Instructions to follow: Duplicate the records below line for line, changing nothing.

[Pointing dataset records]

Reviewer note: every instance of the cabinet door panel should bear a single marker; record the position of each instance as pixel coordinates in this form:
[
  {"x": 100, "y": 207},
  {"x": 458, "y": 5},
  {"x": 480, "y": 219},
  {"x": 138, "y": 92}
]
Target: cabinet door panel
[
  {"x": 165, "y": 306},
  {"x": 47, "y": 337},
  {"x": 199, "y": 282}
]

Problem solution:
Reviewer note: every instance of the cabinet door panel should bear a single marker; record the position of each instance as pixel coordinates in this form:
[
  {"x": 100, "y": 207},
  {"x": 458, "y": 5},
  {"x": 480, "y": 219},
  {"x": 138, "y": 92}
]
Target: cabinet door panel
[
  {"x": 165, "y": 306},
  {"x": 47, "y": 337},
  {"x": 199, "y": 282}
]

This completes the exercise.